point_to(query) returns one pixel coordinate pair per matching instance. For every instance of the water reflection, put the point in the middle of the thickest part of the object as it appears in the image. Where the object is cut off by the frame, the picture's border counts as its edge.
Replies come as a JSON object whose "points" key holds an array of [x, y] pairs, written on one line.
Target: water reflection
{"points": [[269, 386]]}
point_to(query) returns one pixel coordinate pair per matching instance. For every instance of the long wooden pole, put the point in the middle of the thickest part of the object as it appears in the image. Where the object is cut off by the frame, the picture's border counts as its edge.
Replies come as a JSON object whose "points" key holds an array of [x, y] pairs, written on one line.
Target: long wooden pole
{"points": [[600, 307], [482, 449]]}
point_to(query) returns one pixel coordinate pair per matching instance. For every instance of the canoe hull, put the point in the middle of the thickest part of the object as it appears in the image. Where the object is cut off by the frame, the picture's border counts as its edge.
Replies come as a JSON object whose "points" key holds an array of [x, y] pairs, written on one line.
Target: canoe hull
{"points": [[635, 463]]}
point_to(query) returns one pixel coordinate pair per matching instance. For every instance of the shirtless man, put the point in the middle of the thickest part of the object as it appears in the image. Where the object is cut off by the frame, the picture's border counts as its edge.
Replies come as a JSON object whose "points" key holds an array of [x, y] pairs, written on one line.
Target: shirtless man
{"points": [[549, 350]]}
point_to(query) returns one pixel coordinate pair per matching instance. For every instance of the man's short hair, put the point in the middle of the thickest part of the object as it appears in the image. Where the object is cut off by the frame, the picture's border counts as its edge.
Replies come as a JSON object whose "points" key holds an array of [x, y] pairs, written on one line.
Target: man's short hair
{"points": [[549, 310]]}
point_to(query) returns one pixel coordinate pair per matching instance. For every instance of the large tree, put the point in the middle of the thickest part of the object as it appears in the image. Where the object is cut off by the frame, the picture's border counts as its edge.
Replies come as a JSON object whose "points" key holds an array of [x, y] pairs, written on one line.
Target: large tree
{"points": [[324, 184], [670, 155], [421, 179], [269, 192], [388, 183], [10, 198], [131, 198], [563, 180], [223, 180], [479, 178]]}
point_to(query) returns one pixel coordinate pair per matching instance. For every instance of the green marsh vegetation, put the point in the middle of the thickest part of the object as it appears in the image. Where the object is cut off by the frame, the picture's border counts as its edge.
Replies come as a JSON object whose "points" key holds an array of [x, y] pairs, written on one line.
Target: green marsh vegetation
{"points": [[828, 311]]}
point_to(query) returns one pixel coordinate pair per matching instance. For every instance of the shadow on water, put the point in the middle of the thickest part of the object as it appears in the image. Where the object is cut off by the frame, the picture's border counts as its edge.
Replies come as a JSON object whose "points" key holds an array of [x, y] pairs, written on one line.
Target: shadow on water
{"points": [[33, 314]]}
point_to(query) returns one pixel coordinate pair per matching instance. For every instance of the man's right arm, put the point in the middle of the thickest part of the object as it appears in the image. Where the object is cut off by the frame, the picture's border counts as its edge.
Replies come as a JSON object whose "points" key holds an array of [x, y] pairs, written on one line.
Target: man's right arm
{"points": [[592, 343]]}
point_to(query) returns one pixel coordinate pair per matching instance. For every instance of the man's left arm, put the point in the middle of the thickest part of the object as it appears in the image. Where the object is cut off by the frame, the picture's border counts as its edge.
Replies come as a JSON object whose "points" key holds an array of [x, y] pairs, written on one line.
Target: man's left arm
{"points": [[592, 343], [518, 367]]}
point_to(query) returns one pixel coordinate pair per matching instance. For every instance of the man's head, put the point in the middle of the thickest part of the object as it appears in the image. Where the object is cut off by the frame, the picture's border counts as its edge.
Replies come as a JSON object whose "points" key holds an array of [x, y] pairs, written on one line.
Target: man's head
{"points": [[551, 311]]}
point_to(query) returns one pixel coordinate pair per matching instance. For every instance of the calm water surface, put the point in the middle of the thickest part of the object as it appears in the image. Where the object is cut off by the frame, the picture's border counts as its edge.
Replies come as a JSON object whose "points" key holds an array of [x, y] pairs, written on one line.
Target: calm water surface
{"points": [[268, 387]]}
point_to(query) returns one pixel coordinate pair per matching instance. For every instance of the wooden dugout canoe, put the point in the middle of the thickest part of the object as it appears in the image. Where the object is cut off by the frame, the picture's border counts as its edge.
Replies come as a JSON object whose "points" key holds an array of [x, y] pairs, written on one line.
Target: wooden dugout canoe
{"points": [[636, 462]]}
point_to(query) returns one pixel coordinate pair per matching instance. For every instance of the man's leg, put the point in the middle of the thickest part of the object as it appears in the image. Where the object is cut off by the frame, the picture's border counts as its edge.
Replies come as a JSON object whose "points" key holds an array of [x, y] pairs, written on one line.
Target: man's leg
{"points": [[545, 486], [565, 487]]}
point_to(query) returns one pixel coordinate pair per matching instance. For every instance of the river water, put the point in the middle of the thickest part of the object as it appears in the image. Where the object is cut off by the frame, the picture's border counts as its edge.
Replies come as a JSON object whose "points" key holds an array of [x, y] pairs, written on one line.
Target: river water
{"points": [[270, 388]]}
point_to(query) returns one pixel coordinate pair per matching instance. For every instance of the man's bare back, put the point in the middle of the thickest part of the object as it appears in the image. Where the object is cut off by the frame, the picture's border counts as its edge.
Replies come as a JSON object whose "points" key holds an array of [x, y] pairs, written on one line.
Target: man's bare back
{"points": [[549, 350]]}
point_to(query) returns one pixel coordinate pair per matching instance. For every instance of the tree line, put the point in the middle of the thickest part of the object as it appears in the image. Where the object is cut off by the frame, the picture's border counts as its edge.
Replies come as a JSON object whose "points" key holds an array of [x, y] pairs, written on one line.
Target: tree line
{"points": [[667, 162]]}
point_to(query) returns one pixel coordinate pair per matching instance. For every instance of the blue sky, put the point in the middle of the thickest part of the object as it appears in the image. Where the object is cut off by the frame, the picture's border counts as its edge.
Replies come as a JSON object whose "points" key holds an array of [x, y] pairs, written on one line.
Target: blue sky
- - -
● **Problem to work on**:
Look through the data above for the string "blue" and copy every line where it appears.

● **Exercise answer**:
point_to(query) returns one pixel coordinate pair per matching instance. For every instance of the blue sky, put the point in the middle of the thickest part of the object as it appears in the image. Where the object is cut off by the frame, the picture's border counts as its edge.
Target: blue sky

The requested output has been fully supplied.